## Begin Source records

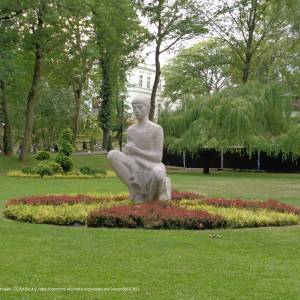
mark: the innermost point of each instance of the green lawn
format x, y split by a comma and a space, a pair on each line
242, 264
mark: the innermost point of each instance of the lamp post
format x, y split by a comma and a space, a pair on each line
121, 125
2, 124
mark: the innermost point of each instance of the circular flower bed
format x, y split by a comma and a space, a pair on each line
185, 211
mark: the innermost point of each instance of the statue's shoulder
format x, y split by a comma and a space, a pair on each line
154, 126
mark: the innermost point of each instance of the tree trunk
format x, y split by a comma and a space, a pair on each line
155, 84
7, 136
76, 121
246, 69
105, 113
206, 156
32, 96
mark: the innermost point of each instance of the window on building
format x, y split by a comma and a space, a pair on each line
141, 81
159, 86
158, 109
148, 82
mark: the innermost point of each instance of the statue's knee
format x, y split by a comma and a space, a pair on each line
159, 175
112, 155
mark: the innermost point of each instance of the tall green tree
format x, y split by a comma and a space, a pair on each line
9, 11
73, 66
245, 25
39, 30
204, 68
119, 36
170, 22
253, 116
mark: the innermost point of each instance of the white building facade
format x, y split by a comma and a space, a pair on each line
140, 82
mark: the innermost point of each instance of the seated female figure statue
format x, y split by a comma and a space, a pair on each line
139, 166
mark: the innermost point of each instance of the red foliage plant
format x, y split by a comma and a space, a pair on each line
177, 195
69, 199
73, 199
269, 204
154, 215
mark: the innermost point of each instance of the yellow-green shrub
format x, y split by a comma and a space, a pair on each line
56, 214
70, 175
237, 218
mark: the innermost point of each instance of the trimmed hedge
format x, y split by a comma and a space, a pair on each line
154, 215
248, 204
63, 214
118, 211
238, 218
69, 175
67, 199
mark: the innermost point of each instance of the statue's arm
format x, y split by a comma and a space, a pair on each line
155, 153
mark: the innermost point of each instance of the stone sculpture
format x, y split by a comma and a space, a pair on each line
139, 166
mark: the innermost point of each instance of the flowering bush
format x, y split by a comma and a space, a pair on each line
154, 215
187, 211
63, 214
68, 175
237, 218
66, 199
176, 195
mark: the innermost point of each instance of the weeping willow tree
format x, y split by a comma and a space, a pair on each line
253, 116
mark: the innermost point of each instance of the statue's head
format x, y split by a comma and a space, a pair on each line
141, 107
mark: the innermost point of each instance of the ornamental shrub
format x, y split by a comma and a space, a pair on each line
56, 168
68, 199
66, 162
43, 155
28, 170
91, 171
86, 170
43, 169
65, 142
154, 216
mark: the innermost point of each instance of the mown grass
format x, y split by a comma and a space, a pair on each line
241, 264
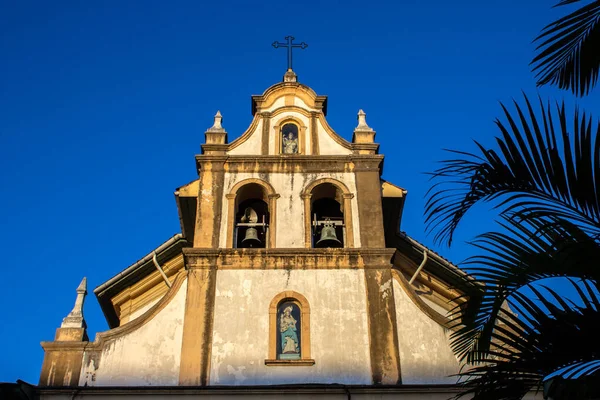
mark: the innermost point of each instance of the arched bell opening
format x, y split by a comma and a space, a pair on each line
251, 217
327, 217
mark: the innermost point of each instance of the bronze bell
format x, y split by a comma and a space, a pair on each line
251, 239
328, 236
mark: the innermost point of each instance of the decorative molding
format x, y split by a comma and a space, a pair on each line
290, 295
288, 258
417, 301
301, 135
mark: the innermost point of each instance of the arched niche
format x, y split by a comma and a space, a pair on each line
301, 321
283, 128
328, 196
260, 196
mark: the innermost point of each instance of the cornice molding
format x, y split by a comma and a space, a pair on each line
288, 258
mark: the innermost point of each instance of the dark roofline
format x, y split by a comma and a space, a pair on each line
436, 265
134, 273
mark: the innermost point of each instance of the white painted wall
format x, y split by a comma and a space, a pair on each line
143, 309
425, 354
290, 206
328, 146
150, 355
339, 330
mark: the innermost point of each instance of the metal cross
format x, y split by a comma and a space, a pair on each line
289, 46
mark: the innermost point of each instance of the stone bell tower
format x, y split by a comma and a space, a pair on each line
289, 272
289, 206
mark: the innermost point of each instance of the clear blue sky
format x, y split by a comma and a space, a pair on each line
104, 104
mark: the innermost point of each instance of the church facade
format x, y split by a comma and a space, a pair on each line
289, 276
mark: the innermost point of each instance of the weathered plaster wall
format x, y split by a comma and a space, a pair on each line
328, 146
150, 355
290, 206
143, 309
323, 394
252, 146
338, 331
425, 354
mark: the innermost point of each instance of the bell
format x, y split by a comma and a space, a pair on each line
251, 239
328, 237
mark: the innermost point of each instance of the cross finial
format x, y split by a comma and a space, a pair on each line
290, 45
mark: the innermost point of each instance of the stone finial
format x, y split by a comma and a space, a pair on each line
217, 127
362, 121
75, 317
363, 133
216, 134
290, 76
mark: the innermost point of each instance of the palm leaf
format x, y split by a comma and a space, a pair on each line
541, 170
538, 341
569, 52
529, 251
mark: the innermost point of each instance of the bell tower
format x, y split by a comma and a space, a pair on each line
289, 265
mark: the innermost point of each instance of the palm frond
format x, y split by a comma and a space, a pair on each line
537, 339
569, 54
529, 251
541, 170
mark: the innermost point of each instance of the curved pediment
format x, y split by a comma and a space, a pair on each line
288, 119
287, 94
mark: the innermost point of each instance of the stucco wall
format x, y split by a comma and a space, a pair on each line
328, 146
150, 355
290, 206
425, 354
339, 332
143, 309
252, 146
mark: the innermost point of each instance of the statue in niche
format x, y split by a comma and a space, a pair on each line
290, 343
289, 139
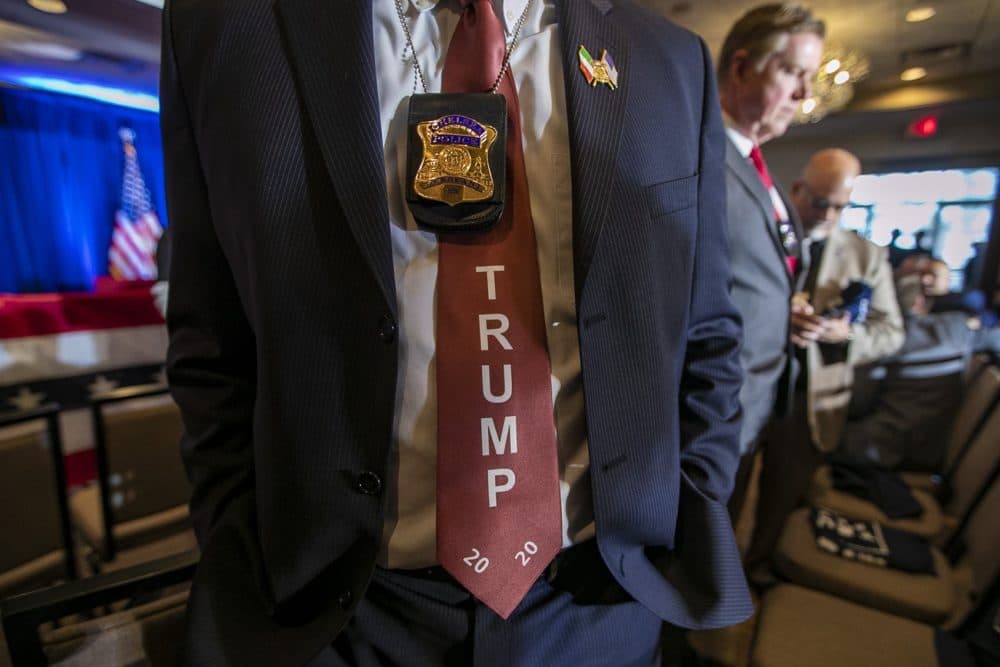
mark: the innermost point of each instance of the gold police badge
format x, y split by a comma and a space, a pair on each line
455, 167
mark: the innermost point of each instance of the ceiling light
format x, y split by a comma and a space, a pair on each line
834, 84
913, 73
48, 50
49, 6
918, 14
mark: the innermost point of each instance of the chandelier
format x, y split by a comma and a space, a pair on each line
834, 85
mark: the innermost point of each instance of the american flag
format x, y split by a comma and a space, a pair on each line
132, 255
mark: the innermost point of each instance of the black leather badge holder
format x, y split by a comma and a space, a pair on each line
456, 148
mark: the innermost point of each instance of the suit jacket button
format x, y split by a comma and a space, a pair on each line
369, 483
387, 329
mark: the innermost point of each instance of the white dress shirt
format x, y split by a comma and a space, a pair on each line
744, 145
409, 540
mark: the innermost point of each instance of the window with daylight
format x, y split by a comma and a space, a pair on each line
947, 212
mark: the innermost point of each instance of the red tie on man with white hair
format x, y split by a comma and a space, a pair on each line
786, 233
499, 518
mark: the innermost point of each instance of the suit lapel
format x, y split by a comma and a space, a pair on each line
596, 115
336, 79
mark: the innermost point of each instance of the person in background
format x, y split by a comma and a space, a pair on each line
912, 395
844, 315
765, 70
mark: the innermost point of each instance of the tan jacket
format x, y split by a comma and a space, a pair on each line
846, 258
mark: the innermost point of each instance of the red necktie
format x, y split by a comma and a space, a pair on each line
786, 233
499, 517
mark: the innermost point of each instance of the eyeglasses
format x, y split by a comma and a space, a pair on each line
822, 203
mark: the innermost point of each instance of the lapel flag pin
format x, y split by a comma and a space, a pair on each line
598, 71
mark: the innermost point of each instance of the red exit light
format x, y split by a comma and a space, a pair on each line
923, 128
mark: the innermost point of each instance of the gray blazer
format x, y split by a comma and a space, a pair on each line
762, 289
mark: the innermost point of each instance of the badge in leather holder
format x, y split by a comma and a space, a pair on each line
456, 160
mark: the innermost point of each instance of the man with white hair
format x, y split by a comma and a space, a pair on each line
765, 70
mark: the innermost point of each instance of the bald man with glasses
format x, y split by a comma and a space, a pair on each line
831, 337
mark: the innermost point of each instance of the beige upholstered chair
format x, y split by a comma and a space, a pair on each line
144, 626
798, 627
34, 526
142, 491
934, 599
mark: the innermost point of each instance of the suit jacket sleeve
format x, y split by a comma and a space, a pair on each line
881, 334
211, 358
709, 393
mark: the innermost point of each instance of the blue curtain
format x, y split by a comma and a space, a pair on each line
61, 165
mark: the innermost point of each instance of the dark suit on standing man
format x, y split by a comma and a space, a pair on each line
762, 289
283, 352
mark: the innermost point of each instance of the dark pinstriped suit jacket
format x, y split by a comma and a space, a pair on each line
282, 354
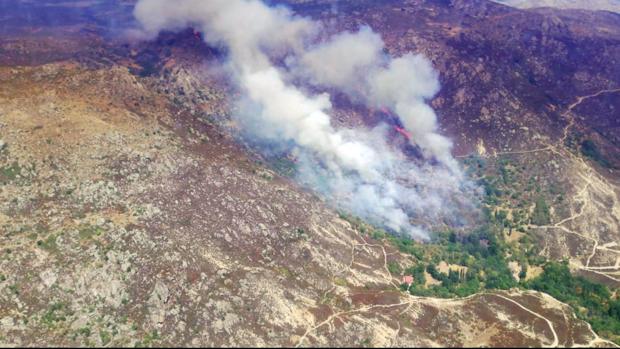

## End Source records

- _What the task requires_
Please pick out every line of the material above that contains the word "bell", and copy each one.

- _Output of the exercise_
mark: the innermost point of each instance of the arched bell opening
mark: the innermost point of each instance of the bronze bell
mark: the innermost point of each instance of the stone bell tower
mark: the innermost point of each instance of the bell
mark: the innermost point of each instance of the bell tower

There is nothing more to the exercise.